● Task objective
The data below holds a line containing "Find the chair backrest;" and a line containing "Find the chair seat"; please quote exactly those two lines and every line between them, and nothing else.

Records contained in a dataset
== Segment start ==

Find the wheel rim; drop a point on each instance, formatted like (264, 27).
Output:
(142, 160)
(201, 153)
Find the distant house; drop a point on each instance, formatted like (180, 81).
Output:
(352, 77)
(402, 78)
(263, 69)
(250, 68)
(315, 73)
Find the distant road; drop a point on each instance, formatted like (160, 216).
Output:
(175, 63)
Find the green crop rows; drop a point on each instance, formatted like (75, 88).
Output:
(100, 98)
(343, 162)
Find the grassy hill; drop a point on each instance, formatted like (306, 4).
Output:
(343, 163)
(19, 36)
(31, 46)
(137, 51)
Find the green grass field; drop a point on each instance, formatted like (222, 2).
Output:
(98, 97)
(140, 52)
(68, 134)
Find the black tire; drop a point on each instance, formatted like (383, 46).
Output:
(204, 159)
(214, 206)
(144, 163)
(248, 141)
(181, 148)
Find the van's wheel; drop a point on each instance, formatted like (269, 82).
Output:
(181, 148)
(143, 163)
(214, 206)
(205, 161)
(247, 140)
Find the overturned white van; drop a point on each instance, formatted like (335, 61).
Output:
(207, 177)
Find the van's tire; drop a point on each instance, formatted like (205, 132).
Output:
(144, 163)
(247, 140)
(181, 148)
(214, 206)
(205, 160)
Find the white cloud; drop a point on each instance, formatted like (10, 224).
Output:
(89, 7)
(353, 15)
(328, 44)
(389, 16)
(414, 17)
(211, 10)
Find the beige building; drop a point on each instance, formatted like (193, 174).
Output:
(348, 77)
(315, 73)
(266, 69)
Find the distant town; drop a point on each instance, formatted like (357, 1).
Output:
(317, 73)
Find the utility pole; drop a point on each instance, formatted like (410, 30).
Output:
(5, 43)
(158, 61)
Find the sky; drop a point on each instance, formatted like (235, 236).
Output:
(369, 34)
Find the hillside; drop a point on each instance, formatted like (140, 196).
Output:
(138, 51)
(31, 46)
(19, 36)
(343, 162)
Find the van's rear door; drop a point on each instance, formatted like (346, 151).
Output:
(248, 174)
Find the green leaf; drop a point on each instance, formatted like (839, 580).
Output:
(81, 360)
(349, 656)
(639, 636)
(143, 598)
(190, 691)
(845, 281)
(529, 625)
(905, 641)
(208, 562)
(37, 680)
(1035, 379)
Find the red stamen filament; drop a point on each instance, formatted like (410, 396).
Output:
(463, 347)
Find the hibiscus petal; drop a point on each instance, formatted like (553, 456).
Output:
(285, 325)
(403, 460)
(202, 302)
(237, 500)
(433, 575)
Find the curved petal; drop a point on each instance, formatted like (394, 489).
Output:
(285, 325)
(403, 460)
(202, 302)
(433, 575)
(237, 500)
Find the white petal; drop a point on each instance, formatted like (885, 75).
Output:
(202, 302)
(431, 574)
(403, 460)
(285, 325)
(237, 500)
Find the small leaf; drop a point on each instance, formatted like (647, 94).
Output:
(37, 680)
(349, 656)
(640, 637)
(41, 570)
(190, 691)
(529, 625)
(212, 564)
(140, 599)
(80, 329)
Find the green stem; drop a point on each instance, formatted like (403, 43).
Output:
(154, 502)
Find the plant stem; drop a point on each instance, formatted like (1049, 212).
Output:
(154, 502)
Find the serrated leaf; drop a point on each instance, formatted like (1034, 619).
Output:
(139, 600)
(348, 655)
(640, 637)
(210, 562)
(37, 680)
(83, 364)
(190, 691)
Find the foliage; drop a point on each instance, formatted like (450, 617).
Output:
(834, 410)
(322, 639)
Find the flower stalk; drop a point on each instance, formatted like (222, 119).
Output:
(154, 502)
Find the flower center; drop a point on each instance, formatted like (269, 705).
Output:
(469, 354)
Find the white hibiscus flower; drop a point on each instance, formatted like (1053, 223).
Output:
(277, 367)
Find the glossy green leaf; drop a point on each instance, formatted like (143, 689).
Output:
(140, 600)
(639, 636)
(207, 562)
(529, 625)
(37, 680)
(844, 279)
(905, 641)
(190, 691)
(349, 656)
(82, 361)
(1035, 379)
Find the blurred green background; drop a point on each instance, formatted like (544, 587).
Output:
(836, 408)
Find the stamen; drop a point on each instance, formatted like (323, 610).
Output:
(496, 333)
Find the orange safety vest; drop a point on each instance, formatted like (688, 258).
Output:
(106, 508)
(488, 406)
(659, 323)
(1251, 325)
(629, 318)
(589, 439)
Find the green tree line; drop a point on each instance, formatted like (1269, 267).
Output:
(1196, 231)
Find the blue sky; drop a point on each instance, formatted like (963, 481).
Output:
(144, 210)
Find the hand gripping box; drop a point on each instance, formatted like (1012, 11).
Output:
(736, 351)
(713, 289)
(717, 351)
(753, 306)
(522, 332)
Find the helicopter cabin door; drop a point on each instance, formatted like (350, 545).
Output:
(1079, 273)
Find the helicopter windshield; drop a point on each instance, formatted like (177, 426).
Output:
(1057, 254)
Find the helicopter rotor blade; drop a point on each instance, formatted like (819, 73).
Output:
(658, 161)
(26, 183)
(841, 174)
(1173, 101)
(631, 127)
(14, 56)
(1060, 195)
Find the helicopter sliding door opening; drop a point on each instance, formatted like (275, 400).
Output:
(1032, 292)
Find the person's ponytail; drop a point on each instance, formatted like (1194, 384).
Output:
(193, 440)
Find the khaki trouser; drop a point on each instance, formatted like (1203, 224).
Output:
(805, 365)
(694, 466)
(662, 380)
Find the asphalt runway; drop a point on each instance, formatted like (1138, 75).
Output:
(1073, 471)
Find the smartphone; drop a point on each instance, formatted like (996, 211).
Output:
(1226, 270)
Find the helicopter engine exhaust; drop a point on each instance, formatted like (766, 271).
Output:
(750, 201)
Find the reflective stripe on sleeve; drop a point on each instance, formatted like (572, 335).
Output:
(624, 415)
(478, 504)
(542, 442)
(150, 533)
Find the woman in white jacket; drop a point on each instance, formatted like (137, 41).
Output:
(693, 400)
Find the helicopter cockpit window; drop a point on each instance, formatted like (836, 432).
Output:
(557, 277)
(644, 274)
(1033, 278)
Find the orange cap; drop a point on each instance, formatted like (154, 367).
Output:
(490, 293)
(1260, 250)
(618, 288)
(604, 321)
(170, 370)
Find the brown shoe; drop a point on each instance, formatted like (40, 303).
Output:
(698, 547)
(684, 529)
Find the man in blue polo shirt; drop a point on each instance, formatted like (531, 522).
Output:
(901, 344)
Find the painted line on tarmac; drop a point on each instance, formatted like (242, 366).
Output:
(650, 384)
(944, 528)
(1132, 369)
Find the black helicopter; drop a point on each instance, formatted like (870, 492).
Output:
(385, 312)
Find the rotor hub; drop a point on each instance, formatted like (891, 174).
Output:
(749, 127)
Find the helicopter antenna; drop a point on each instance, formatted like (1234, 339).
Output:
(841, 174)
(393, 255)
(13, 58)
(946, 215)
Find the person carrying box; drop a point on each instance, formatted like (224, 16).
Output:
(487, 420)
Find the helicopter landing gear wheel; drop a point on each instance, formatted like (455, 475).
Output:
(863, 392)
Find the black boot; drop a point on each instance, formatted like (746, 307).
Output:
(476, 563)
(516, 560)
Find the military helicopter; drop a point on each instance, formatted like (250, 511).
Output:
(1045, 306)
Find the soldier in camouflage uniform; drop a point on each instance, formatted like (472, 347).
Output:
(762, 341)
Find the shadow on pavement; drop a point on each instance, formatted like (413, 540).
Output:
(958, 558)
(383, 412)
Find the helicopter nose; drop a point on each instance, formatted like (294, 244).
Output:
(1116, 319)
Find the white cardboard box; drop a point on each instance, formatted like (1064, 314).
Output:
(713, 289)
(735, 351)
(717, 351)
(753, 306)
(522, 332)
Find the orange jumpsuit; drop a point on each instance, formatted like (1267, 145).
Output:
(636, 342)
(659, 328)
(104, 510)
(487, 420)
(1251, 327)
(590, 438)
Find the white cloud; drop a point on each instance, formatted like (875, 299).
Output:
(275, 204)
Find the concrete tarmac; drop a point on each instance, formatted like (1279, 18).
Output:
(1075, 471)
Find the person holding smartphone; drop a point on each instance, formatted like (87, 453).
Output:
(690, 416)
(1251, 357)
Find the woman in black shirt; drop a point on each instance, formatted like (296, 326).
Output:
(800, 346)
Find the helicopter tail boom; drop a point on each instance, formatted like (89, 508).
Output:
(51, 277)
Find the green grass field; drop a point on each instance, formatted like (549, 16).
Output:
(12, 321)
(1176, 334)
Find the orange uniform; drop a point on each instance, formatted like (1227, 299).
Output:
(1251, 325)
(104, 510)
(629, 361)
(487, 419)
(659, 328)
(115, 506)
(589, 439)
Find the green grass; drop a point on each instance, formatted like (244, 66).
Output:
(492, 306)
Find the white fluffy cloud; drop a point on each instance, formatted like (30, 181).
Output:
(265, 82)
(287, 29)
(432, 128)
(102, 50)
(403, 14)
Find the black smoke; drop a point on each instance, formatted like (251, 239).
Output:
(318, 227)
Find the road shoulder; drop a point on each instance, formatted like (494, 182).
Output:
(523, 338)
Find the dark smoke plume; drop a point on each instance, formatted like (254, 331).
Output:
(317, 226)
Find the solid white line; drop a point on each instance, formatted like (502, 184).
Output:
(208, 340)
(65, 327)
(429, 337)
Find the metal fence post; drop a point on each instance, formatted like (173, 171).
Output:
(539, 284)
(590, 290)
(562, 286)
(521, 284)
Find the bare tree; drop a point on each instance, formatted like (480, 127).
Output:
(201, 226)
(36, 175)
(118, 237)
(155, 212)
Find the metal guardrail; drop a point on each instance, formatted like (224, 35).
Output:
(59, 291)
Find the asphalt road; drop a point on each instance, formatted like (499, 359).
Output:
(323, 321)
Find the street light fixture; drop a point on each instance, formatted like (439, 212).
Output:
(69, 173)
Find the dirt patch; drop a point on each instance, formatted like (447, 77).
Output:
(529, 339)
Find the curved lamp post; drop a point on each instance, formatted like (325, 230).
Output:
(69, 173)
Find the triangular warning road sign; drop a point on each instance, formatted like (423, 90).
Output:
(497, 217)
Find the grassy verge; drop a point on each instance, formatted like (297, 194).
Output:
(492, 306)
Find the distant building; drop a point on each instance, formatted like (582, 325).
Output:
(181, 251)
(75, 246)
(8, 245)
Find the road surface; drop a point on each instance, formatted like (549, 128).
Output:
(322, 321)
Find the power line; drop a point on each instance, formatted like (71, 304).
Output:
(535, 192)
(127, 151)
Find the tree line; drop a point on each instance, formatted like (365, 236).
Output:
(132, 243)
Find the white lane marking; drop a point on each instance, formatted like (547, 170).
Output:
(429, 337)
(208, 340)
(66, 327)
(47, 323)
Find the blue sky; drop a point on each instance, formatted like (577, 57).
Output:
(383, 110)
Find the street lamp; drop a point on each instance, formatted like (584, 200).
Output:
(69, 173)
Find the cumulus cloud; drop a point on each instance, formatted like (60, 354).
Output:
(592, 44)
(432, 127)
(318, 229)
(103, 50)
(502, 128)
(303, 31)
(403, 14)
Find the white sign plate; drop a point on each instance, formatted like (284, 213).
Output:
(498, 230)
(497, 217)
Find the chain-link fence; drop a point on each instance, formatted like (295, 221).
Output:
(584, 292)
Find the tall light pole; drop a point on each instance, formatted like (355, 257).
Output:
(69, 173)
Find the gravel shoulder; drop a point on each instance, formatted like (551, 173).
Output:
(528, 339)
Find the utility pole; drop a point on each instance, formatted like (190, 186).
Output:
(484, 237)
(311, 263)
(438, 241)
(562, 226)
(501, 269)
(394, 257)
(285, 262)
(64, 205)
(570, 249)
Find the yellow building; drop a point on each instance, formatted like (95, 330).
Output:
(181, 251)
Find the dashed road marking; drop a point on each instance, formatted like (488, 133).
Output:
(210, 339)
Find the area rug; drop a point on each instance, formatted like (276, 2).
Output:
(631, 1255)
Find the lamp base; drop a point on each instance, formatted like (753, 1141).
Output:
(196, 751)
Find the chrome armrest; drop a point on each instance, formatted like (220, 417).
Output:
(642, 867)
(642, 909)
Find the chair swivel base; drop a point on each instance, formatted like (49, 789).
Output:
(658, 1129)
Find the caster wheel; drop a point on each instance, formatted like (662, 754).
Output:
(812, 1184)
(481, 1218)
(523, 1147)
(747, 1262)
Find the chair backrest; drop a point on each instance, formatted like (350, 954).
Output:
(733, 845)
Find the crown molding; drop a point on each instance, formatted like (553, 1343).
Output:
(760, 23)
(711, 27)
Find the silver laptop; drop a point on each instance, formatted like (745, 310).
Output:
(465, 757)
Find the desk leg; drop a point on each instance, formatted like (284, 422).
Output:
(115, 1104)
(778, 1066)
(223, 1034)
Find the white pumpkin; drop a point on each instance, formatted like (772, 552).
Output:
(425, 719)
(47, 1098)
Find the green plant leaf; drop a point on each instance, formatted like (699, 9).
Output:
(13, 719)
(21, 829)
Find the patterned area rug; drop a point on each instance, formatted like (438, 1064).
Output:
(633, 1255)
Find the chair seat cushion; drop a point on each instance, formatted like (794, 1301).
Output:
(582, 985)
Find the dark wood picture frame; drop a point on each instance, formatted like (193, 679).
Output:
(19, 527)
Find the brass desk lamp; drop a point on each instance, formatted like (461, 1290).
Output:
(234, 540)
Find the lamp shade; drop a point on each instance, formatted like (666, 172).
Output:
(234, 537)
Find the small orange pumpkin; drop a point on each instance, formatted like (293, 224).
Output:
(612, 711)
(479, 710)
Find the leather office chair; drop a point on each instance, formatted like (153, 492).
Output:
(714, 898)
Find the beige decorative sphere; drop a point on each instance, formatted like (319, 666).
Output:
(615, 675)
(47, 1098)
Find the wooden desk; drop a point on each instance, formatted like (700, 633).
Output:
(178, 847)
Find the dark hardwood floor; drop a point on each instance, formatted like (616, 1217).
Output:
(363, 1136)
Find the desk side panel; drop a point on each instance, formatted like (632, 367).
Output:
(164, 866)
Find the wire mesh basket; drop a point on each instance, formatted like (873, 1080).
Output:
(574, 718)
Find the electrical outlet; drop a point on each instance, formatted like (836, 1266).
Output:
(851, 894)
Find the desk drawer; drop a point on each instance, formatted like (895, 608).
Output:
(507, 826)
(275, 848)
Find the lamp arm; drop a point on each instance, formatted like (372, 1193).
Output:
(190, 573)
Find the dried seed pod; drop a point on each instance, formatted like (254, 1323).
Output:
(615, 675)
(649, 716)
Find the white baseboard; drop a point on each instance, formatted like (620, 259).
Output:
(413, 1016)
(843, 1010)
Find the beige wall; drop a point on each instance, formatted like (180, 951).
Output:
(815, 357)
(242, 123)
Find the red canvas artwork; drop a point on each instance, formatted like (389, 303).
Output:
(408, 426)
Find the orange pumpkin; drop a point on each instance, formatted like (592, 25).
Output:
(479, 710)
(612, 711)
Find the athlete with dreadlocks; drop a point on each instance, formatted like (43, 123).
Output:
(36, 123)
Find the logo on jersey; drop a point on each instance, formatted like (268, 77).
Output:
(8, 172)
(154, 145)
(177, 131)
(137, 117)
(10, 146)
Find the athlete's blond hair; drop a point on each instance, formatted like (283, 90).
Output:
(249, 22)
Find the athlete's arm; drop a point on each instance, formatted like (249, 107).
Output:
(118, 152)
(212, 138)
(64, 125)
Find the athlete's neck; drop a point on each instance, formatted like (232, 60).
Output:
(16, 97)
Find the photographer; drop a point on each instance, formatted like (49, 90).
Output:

== Segment end ==

● Exercise solution
Find the chair backrest; drop a point on each instance, formatted like (350, 954).
Output:
(733, 845)
Find the crown molding; drop a point on each instance, formatted like (553, 1343).
Output:
(760, 23)
(711, 27)
Find the silver laptop; drop a point on each instance, formatted like (745, 310).
Output:
(465, 757)
Find the desk leg; drop a point on each instance, formatted like (284, 422).
Output:
(115, 1104)
(778, 1066)
(223, 1034)
Find the white pumpkin; drop a point on each instance, formatted like (772, 552).
Output:
(425, 719)
(47, 1098)
Find the green plant leaf; drop a point on each instance, formatted like (699, 9).
Output:
(13, 719)
(21, 829)
Find the patterned area rug; drop a point on each instance, formatted like (438, 1064).
Output:
(633, 1255)
Find the chair seat cushion; drop a point on each instance, formatted like (794, 1301).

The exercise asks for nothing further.